# [TASK DESCRIPTION]
Quote everything in the data from the line containing "Each instance receives one keypoint. Mark the cumulus" down through the final line of the data, character for character.

— BEGIN LISTING —

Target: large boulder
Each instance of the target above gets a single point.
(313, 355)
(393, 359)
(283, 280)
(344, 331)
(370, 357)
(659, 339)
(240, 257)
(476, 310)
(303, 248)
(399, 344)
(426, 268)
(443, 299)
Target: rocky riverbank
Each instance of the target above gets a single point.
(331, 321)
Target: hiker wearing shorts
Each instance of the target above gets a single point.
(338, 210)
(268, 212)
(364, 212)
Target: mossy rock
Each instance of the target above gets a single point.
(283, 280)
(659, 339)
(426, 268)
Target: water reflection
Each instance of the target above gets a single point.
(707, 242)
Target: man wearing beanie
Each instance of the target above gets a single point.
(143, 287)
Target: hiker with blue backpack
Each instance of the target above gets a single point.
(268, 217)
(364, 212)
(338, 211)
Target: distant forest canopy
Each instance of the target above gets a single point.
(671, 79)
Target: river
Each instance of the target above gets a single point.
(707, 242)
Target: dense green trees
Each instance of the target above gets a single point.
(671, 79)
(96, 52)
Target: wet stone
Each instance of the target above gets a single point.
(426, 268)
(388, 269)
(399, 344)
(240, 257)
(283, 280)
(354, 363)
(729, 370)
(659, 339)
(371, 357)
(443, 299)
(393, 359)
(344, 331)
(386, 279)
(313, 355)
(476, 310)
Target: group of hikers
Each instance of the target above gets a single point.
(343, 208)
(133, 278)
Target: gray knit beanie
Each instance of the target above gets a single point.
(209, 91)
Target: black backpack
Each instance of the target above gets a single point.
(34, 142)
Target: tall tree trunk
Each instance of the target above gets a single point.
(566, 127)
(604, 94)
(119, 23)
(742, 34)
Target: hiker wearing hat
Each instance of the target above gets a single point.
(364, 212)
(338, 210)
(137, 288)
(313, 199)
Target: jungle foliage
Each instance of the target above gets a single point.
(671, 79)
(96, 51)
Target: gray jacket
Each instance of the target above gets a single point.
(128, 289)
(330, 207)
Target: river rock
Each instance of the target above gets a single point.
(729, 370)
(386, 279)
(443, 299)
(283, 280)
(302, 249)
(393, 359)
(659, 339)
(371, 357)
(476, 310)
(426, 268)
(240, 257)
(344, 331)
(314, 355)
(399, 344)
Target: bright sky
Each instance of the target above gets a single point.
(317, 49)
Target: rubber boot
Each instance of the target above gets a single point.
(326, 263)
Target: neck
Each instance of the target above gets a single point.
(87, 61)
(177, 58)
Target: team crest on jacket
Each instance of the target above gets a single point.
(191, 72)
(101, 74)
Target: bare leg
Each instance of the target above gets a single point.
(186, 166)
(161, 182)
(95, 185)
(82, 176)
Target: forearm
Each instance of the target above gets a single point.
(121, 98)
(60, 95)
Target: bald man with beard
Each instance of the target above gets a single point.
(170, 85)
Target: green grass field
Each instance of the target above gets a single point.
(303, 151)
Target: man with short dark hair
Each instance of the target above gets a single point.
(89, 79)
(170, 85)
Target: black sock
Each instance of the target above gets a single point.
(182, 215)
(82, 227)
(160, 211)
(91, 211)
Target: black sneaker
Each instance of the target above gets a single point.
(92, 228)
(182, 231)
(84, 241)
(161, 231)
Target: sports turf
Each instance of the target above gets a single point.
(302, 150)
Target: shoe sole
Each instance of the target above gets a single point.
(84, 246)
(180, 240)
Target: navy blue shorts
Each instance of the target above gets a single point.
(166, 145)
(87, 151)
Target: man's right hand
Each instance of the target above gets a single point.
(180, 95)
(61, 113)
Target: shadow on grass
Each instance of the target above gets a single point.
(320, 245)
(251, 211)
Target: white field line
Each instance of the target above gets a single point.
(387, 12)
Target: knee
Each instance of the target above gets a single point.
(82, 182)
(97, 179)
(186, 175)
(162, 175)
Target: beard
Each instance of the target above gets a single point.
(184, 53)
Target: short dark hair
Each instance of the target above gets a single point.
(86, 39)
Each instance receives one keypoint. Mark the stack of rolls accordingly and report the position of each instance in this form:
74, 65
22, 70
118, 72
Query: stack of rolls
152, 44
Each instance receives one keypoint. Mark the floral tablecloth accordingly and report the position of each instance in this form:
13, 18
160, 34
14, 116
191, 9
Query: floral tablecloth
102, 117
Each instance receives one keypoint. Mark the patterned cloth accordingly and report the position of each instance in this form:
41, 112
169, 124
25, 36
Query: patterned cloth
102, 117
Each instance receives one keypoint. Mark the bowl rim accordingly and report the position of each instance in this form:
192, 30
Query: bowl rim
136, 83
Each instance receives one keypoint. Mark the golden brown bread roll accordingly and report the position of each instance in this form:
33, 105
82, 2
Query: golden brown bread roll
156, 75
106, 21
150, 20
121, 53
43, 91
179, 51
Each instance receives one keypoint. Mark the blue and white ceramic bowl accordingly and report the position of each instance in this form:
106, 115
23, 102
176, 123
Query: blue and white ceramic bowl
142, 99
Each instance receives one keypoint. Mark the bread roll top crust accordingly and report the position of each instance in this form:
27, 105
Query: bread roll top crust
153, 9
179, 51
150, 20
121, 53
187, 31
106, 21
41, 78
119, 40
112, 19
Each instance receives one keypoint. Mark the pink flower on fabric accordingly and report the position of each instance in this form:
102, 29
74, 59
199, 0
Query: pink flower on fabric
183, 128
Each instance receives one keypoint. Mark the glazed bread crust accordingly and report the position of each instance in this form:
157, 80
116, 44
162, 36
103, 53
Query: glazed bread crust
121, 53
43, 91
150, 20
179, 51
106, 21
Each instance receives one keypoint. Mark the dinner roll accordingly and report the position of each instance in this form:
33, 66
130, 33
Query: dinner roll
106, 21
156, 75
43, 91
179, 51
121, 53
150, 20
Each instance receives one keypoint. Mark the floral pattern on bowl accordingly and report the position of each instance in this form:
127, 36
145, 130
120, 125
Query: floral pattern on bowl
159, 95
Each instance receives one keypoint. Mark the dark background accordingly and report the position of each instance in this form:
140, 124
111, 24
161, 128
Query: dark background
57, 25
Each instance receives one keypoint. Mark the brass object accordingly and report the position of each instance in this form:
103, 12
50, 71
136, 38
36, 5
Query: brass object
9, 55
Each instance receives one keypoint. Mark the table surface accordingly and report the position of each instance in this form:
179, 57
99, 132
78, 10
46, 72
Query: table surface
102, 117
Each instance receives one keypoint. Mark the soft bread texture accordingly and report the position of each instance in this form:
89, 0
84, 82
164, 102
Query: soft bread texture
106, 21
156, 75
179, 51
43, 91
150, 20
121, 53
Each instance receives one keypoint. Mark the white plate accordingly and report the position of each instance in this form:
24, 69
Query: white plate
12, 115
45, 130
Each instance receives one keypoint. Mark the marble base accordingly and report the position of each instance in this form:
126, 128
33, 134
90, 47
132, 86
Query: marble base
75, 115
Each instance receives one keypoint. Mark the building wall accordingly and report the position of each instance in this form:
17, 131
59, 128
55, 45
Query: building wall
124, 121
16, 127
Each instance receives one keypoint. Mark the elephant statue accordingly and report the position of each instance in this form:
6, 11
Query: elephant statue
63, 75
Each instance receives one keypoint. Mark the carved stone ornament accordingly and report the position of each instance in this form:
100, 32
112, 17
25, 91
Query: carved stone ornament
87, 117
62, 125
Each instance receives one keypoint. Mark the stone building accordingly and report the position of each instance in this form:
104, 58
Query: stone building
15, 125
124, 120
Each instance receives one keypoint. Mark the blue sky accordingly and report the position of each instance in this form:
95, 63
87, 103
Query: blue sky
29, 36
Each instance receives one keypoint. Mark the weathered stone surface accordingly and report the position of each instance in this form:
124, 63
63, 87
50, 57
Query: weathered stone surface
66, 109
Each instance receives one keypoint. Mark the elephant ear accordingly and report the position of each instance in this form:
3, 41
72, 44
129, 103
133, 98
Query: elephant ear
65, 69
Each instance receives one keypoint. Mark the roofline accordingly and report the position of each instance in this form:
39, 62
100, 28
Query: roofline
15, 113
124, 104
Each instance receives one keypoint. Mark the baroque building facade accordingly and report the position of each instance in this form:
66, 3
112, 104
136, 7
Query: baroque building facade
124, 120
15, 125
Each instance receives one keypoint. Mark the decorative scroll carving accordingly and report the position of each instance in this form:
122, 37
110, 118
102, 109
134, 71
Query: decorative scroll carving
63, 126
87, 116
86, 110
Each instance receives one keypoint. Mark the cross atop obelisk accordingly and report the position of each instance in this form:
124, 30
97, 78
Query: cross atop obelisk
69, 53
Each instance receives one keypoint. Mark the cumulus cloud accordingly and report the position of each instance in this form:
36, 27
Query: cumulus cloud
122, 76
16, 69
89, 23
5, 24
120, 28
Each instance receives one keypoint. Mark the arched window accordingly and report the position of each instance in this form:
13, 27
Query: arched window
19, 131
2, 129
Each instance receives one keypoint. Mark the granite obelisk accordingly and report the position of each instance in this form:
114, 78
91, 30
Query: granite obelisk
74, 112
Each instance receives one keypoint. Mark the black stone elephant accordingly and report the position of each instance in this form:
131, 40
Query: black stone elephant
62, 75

— END LISTING —

# [EXERCISE RESPONSE]
Each instance receives one keypoint. Mark the cumulus cloud accordingly and report the position of each instance in this form:
36, 27
Query: cumulus cloud
122, 76
16, 69
89, 23
5, 24
120, 28
Each instance receives one keypoint. Mark the arched window accordingly and report the position of each instance in this form:
13, 27
Query: arched window
19, 131
2, 129
Each instance receives one keypoint. Mark the granite obelisk accordingly and report the position of each instance in this form:
114, 78
91, 30
Query: granite obelisk
74, 112
Each instance receives one keypoint. Mark the black stone elephant accordingly and report the position of each instance in this form:
131, 40
Query: black stone elephant
62, 75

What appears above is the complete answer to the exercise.